PROBLEM DETAILS »
I need each line of the entries below that includes the string "woman".

[Opening PROVIDED RECORDS section]

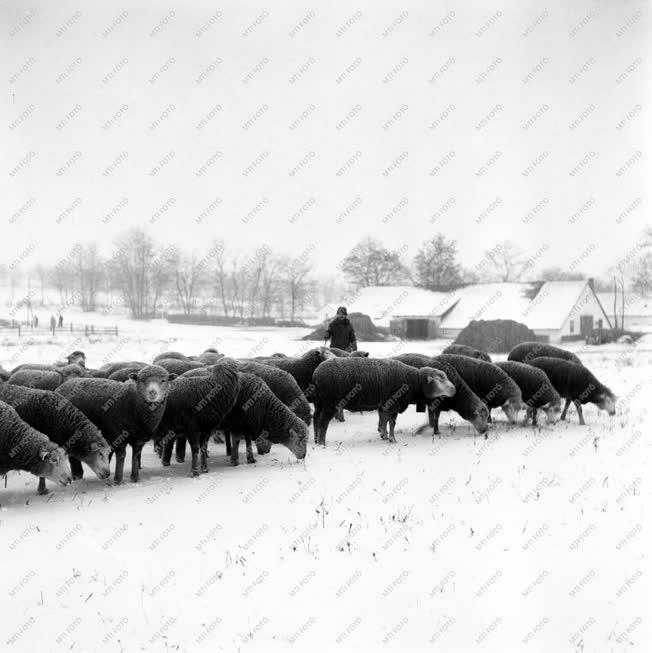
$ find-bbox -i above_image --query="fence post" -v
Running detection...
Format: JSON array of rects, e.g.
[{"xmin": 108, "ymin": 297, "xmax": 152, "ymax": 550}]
[
  {"xmin": 85, "ymin": 325, "xmax": 88, "ymax": 336},
  {"xmin": 18, "ymin": 325, "xmax": 21, "ymax": 337}
]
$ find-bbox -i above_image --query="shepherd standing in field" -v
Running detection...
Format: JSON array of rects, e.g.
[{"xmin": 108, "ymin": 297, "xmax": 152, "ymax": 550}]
[{"xmin": 324, "ymin": 306, "xmax": 357, "ymax": 352}]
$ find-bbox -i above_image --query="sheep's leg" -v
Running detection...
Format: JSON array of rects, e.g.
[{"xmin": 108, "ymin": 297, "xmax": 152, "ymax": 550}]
[
  {"xmin": 313, "ymin": 404, "xmax": 322, "ymax": 443},
  {"xmin": 175, "ymin": 436, "xmax": 187, "ymax": 463},
  {"xmin": 378, "ymin": 412, "xmax": 389, "ymax": 440},
  {"xmin": 113, "ymin": 447, "xmax": 127, "ymax": 484},
  {"xmin": 560, "ymin": 398, "xmax": 572, "ymax": 421},
  {"xmin": 245, "ymin": 436, "xmax": 256, "ymax": 464},
  {"xmin": 224, "ymin": 431, "xmax": 232, "ymax": 456},
  {"xmin": 316, "ymin": 407, "xmax": 335, "ymax": 446},
  {"xmin": 377, "ymin": 408, "xmax": 383, "ymax": 433},
  {"xmin": 230, "ymin": 433, "xmax": 241, "ymax": 466},
  {"xmin": 574, "ymin": 401, "xmax": 585, "ymax": 425},
  {"xmin": 69, "ymin": 456, "xmax": 84, "ymax": 480},
  {"xmin": 522, "ymin": 408, "xmax": 532, "ymax": 426},
  {"xmin": 335, "ymin": 406, "xmax": 345, "ymax": 422},
  {"xmin": 531, "ymin": 408, "xmax": 538, "ymax": 426},
  {"xmin": 161, "ymin": 437, "xmax": 174, "ymax": 466},
  {"xmin": 37, "ymin": 477, "xmax": 48, "ymax": 495},
  {"xmin": 130, "ymin": 444, "xmax": 143, "ymax": 482},
  {"xmin": 487, "ymin": 409, "xmax": 492, "ymax": 424},
  {"xmin": 188, "ymin": 434, "xmax": 201, "ymax": 476},
  {"xmin": 430, "ymin": 407, "xmax": 441, "ymax": 435},
  {"xmin": 387, "ymin": 413, "xmax": 397, "ymax": 443},
  {"xmin": 200, "ymin": 435, "xmax": 209, "ymax": 473}
]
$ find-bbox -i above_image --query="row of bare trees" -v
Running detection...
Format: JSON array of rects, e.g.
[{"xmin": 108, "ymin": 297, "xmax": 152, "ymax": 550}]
[
  {"xmin": 1, "ymin": 229, "xmax": 319, "ymax": 321},
  {"xmin": 339, "ymin": 234, "xmax": 652, "ymax": 294}
]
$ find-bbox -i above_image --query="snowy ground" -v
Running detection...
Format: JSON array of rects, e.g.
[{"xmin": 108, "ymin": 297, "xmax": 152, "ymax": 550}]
[{"xmin": 1, "ymin": 319, "xmax": 650, "ymax": 652}]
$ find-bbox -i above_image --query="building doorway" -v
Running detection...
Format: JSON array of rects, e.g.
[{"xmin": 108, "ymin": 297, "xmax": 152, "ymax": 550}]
[{"xmin": 405, "ymin": 319, "xmax": 429, "ymax": 339}]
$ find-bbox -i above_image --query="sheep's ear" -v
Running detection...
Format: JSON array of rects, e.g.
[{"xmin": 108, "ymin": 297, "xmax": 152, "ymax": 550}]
[
  {"xmin": 39, "ymin": 450, "xmax": 49, "ymax": 461},
  {"xmin": 168, "ymin": 373, "xmax": 178, "ymax": 381},
  {"xmin": 128, "ymin": 372, "xmax": 138, "ymax": 381}
]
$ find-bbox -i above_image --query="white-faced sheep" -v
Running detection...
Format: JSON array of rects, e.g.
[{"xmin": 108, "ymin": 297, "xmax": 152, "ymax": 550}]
[
  {"xmin": 311, "ymin": 358, "xmax": 455, "ymax": 445},
  {"xmin": 0, "ymin": 400, "xmax": 72, "ymax": 489},
  {"xmin": 0, "ymin": 383, "xmax": 111, "ymax": 493},
  {"xmin": 527, "ymin": 357, "xmax": 616, "ymax": 424},
  {"xmin": 57, "ymin": 365, "xmax": 174, "ymax": 483}
]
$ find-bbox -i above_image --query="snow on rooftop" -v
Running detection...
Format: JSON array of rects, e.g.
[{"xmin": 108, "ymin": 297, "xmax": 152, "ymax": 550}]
[
  {"xmin": 348, "ymin": 281, "xmax": 602, "ymax": 331},
  {"xmin": 523, "ymin": 281, "xmax": 587, "ymax": 330}
]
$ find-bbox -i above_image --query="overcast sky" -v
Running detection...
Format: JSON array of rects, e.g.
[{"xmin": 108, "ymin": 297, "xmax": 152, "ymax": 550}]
[{"xmin": 2, "ymin": 0, "xmax": 649, "ymax": 278}]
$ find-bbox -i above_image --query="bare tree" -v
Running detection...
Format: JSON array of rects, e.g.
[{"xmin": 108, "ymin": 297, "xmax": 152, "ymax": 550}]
[
  {"xmin": 283, "ymin": 256, "xmax": 312, "ymax": 322},
  {"xmin": 169, "ymin": 248, "xmax": 208, "ymax": 315},
  {"xmin": 482, "ymin": 241, "xmax": 526, "ymax": 282}
]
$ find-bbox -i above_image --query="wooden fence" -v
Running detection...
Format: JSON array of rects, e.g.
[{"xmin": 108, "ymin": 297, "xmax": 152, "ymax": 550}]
[{"xmin": 0, "ymin": 322, "xmax": 118, "ymax": 337}]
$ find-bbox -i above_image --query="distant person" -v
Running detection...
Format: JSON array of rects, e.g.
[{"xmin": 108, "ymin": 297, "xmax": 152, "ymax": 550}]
[
  {"xmin": 33, "ymin": 315, "xmax": 38, "ymax": 328},
  {"xmin": 50, "ymin": 315, "xmax": 56, "ymax": 333},
  {"xmin": 324, "ymin": 306, "xmax": 357, "ymax": 352},
  {"xmin": 58, "ymin": 313, "xmax": 63, "ymax": 328}
]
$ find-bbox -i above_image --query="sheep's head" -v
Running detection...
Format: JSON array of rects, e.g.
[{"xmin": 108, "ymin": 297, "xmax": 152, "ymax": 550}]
[
  {"xmin": 80, "ymin": 440, "xmax": 112, "ymax": 480},
  {"xmin": 67, "ymin": 350, "xmax": 86, "ymax": 368},
  {"xmin": 501, "ymin": 395, "xmax": 523, "ymax": 423},
  {"xmin": 350, "ymin": 350, "xmax": 369, "ymax": 357},
  {"xmin": 266, "ymin": 421, "xmax": 307, "ymax": 460},
  {"xmin": 595, "ymin": 389, "xmax": 617, "ymax": 416},
  {"xmin": 542, "ymin": 397, "xmax": 562, "ymax": 423},
  {"xmin": 255, "ymin": 436, "xmax": 273, "ymax": 455},
  {"xmin": 129, "ymin": 365, "xmax": 175, "ymax": 406},
  {"xmin": 36, "ymin": 445, "xmax": 72, "ymax": 486},
  {"xmin": 419, "ymin": 367, "xmax": 456, "ymax": 400},
  {"xmin": 467, "ymin": 402, "xmax": 489, "ymax": 435}
]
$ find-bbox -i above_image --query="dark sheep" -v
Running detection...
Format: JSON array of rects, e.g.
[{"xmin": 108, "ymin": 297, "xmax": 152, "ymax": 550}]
[
  {"xmin": 66, "ymin": 350, "xmax": 86, "ymax": 368},
  {"xmin": 155, "ymin": 359, "xmax": 240, "ymax": 475},
  {"xmin": 527, "ymin": 357, "xmax": 616, "ymax": 424},
  {"xmin": 97, "ymin": 361, "xmax": 148, "ymax": 378},
  {"xmin": 108, "ymin": 366, "xmax": 146, "ymax": 382},
  {"xmin": 236, "ymin": 361, "xmax": 311, "ymax": 426},
  {"xmin": 0, "ymin": 384, "xmax": 111, "ymax": 493},
  {"xmin": 57, "ymin": 365, "xmax": 174, "ymax": 483},
  {"xmin": 152, "ymin": 351, "xmax": 190, "ymax": 363},
  {"xmin": 0, "ymin": 400, "xmax": 72, "ymax": 489},
  {"xmin": 155, "ymin": 358, "xmax": 206, "ymax": 376},
  {"xmin": 437, "ymin": 354, "xmax": 523, "ymax": 424},
  {"xmin": 223, "ymin": 373, "xmax": 308, "ymax": 465},
  {"xmin": 8, "ymin": 364, "xmax": 86, "ymax": 391},
  {"xmin": 312, "ymin": 357, "xmax": 456, "ymax": 445},
  {"xmin": 442, "ymin": 344, "xmax": 492, "ymax": 362},
  {"xmin": 179, "ymin": 361, "xmax": 312, "ymax": 458},
  {"xmin": 494, "ymin": 361, "xmax": 562, "ymax": 425},
  {"xmin": 0, "ymin": 366, "xmax": 10, "ymax": 381},
  {"xmin": 198, "ymin": 349, "xmax": 224, "ymax": 365},
  {"xmin": 255, "ymin": 348, "xmax": 334, "ymax": 395},
  {"xmin": 11, "ymin": 362, "xmax": 62, "ymax": 374},
  {"xmin": 508, "ymin": 342, "xmax": 582, "ymax": 365},
  {"xmin": 392, "ymin": 353, "xmax": 489, "ymax": 436}
]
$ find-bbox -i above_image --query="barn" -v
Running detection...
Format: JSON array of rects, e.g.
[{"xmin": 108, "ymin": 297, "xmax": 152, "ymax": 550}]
[{"xmin": 347, "ymin": 279, "xmax": 612, "ymax": 342}]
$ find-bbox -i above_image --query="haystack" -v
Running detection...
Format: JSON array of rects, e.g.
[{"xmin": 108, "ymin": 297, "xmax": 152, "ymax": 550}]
[
  {"xmin": 453, "ymin": 319, "xmax": 537, "ymax": 353},
  {"xmin": 301, "ymin": 312, "xmax": 388, "ymax": 342}
]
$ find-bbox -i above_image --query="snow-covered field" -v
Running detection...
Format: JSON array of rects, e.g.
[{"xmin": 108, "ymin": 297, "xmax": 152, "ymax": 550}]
[{"xmin": 1, "ymin": 319, "xmax": 650, "ymax": 652}]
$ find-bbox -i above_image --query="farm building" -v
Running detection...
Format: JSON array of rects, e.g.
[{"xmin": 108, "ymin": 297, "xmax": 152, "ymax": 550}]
[
  {"xmin": 597, "ymin": 292, "xmax": 652, "ymax": 332},
  {"xmin": 347, "ymin": 280, "xmax": 612, "ymax": 342}
]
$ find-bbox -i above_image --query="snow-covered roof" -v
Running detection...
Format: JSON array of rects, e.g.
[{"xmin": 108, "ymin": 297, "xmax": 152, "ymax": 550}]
[
  {"xmin": 522, "ymin": 281, "xmax": 588, "ymax": 330},
  {"xmin": 438, "ymin": 283, "xmax": 535, "ymax": 329},
  {"xmin": 347, "ymin": 286, "xmax": 456, "ymax": 327},
  {"xmin": 348, "ymin": 280, "xmax": 605, "ymax": 331}
]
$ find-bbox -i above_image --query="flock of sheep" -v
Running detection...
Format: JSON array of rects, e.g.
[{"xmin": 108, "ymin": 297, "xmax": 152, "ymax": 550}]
[{"xmin": 0, "ymin": 341, "xmax": 616, "ymax": 496}]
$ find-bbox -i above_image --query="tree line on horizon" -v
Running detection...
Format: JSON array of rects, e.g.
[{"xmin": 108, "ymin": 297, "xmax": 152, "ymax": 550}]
[{"xmin": 0, "ymin": 228, "xmax": 650, "ymax": 322}]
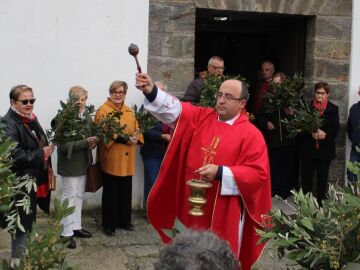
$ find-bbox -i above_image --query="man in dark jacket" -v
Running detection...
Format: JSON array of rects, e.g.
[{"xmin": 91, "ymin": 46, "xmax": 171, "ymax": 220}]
[
  {"xmin": 182, "ymin": 56, "xmax": 224, "ymax": 103},
  {"xmin": 347, "ymin": 87, "xmax": 360, "ymax": 183}
]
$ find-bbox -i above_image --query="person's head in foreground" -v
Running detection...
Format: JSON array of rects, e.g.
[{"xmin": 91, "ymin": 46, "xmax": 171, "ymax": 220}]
[{"xmin": 154, "ymin": 230, "xmax": 241, "ymax": 270}]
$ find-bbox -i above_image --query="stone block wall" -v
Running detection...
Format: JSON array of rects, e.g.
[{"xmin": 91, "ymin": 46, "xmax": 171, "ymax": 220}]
[{"xmin": 148, "ymin": 0, "xmax": 352, "ymax": 182}]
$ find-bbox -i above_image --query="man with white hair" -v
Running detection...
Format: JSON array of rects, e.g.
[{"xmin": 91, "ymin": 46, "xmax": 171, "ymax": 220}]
[
  {"xmin": 182, "ymin": 56, "xmax": 224, "ymax": 103},
  {"xmin": 252, "ymin": 60, "xmax": 275, "ymax": 115}
]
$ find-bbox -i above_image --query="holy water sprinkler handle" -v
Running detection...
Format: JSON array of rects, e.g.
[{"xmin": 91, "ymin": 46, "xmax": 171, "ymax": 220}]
[{"xmin": 128, "ymin": 43, "xmax": 142, "ymax": 73}]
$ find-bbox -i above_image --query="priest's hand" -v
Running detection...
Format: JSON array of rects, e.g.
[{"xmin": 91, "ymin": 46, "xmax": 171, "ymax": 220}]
[
  {"xmin": 197, "ymin": 164, "xmax": 218, "ymax": 181},
  {"xmin": 135, "ymin": 72, "xmax": 154, "ymax": 94}
]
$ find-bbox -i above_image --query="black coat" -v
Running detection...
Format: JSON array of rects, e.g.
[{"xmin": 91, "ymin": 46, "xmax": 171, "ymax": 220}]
[
  {"xmin": 2, "ymin": 108, "xmax": 50, "ymax": 233},
  {"xmin": 256, "ymin": 108, "xmax": 295, "ymax": 148},
  {"xmin": 182, "ymin": 78, "xmax": 204, "ymax": 103},
  {"xmin": 347, "ymin": 101, "xmax": 360, "ymax": 146},
  {"xmin": 140, "ymin": 121, "xmax": 168, "ymax": 159},
  {"xmin": 298, "ymin": 101, "xmax": 339, "ymax": 161}
]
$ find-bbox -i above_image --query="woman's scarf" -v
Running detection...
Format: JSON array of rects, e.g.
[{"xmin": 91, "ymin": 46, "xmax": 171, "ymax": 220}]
[
  {"xmin": 313, "ymin": 98, "xmax": 328, "ymax": 116},
  {"xmin": 11, "ymin": 106, "xmax": 37, "ymax": 122}
]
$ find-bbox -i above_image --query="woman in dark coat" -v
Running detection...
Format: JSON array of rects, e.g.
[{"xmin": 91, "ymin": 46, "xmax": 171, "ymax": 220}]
[
  {"xmin": 298, "ymin": 82, "xmax": 339, "ymax": 203},
  {"xmin": 2, "ymin": 85, "xmax": 55, "ymax": 266}
]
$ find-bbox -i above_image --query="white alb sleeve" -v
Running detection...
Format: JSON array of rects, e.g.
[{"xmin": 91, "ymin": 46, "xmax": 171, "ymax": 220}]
[
  {"xmin": 144, "ymin": 88, "xmax": 181, "ymax": 127},
  {"xmin": 220, "ymin": 166, "xmax": 240, "ymax": 196}
]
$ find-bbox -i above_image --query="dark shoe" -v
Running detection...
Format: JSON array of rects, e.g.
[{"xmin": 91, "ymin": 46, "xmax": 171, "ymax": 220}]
[
  {"xmin": 61, "ymin": 236, "xmax": 76, "ymax": 249},
  {"xmin": 73, "ymin": 229, "xmax": 93, "ymax": 238},
  {"xmin": 120, "ymin": 224, "xmax": 134, "ymax": 231},
  {"xmin": 103, "ymin": 227, "xmax": 115, "ymax": 236}
]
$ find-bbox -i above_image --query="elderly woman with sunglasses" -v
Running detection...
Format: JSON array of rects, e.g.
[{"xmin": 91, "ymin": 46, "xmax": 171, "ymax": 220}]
[
  {"xmin": 2, "ymin": 85, "xmax": 55, "ymax": 267},
  {"xmin": 95, "ymin": 81, "xmax": 143, "ymax": 236}
]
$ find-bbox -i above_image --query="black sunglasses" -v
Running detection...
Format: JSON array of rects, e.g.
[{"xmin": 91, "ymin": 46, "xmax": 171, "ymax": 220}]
[{"xmin": 15, "ymin": 99, "xmax": 36, "ymax": 105}]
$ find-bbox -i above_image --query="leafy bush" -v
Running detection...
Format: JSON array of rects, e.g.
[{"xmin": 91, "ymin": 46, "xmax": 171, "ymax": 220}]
[
  {"xmin": 2, "ymin": 199, "xmax": 77, "ymax": 270},
  {"xmin": 0, "ymin": 118, "xmax": 36, "ymax": 234},
  {"xmin": 257, "ymin": 183, "xmax": 360, "ymax": 270},
  {"xmin": 1, "ymin": 117, "xmax": 77, "ymax": 269}
]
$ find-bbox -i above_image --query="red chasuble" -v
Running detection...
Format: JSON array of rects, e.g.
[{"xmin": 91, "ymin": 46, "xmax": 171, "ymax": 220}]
[{"xmin": 147, "ymin": 102, "xmax": 272, "ymax": 270}]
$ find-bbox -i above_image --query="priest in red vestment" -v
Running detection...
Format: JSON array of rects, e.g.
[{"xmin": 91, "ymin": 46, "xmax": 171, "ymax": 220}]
[{"xmin": 135, "ymin": 73, "xmax": 272, "ymax": 270}]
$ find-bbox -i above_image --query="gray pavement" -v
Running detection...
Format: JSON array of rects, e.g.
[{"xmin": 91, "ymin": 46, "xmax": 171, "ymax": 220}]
[{"xmin": 0, "ymin": 198, "xmax": 298, "ymax": 269}]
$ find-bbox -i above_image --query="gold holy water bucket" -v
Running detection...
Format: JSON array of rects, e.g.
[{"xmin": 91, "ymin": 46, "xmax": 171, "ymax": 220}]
[{"xmin": 186, "ymin": 179, "xmax": 212, "ymax": 216}]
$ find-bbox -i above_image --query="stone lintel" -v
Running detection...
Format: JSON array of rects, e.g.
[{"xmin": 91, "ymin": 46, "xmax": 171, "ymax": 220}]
[
  {"xmin": 316, "ymin": 16, "xmax": 352, "ymax": 40},
  {"xmin": 149, "ymin": 3, "xmax": 195, "ymax": 33},
  {"xmin": 151, "ymin": 0, "xmax": 193, "ymax": 4},
  {"xmin": 319, "ymin": 0, "xmax": 352, "ymax": 16}
]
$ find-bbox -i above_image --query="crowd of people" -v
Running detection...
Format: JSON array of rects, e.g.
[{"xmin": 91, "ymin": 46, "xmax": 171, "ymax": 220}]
[
  {"xmin": 1, "ymin": 56, "xmax": 357, "ymax": 269},
  {"xmin": 251, "ymin": 61, "xmax": 341, "ymax": 205}
]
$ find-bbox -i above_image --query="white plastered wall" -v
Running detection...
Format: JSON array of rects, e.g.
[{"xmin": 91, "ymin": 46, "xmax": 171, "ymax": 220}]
[{"xmin": 0, "ymin": 0, "xmax": 149, "ymax": 209}]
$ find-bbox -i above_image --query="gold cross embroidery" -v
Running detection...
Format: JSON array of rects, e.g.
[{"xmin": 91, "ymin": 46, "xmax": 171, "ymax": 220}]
[{"xmin": 200, "ymin": 136, "xmax": 221, "ymax": 166}]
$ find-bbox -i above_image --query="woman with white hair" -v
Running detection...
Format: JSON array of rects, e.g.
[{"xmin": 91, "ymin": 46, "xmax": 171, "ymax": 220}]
[{"xmin": 55, "ymin": 86, "xmax": 98, "ymax": 249}]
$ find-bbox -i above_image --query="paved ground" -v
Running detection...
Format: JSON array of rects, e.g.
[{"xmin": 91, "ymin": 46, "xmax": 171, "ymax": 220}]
[{"xmin": 0, "ymin": 198, "xmax": 299, "ymax": 270}]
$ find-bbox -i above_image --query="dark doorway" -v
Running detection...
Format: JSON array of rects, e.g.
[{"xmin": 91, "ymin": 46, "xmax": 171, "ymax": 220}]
[{"xmin": 195, "ymin": 9, "xmax": 311, "ymax": 107}]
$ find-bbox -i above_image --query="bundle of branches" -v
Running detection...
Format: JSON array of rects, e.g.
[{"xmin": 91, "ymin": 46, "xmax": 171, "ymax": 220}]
[
  {"xmin": 47, "ymin": 97, "xmax": 94, "ymax": 144},
  {"xmin": 281, "ymin": 99, "xmax": 324, "ymax": 139},
  {"xmin": 47, "ymin": 97, "xmax": 125, "ymax": 145},
  {"xmin": 132, "ymin": 104, "xmax": 156, "ymax": 133},
  {"xmin": 0, "ymin": 118, "xmax": 36, "ymax": 235},
  {"xmin": 91, "ymin": 111, "xmax": 126, "ymax": 144},
  {"xmin": 262, "ymin": 74, "xmax": 307, "ymax": 114},
  {"xmin": 199, "ymin": 74, "xmax": 249, "ymax": 108},
  {"xmin": 257, "ymin": 181, "xmax": 360, "ymax": 270}
]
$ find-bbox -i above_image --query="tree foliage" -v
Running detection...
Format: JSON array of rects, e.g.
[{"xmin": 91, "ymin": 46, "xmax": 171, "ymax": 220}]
[
  {"xmin": 257, "ymin": 181, "xmax": 360, "ymax": 270},
  {"xmin": 0, "ymin": 117, "xmax": 36, "ymax": 235},
  {"xmin": 1, "ymin": 117, "xmax": 77, "ymax": 269},
  {"xmin": 262, "ymin": 74, "xmax": 307, "ymax": 114},
  {"xmin": 2, "ymin": 199, "xmax": 78, "ymax": 270}
]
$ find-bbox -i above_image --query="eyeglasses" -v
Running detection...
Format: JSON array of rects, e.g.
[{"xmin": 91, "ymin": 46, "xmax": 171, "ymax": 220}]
[
  {"xmin": 15, "ymin": 99, "xmax": 36, "ymax": 105},
  {"xmin": 111, "ymin": 90, "xmax": 126, "ymax": 95},
  {"xmin": 209, "ymin": 64, "xmax": 225, "ymax": 71},
  {"xmin": 215, "ymin": 92, "xmax": 242, "ymax": 102},
  {"xmin": 315, "ymin": 91, "xmax": 327, "ymax": 95}
]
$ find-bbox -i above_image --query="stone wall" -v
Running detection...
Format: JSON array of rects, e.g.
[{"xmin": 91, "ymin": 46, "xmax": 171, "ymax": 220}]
[{"xmin": 148, "ymin": 0, "xmax": 352, "ymax": 181}]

[Closing PROVIDED RECORDS section]

ANSWER TO THE EXERCISE »
$ find-bbox -i above_image --query="woman's scarf" -v
$ find-bbox -i above_image --query="woman in dark coat" -v
$ find-bbox -i above_image --query="elderly woman with sunglasses" -v
$ find-bbox -i above_image --query="woman with white hair" -v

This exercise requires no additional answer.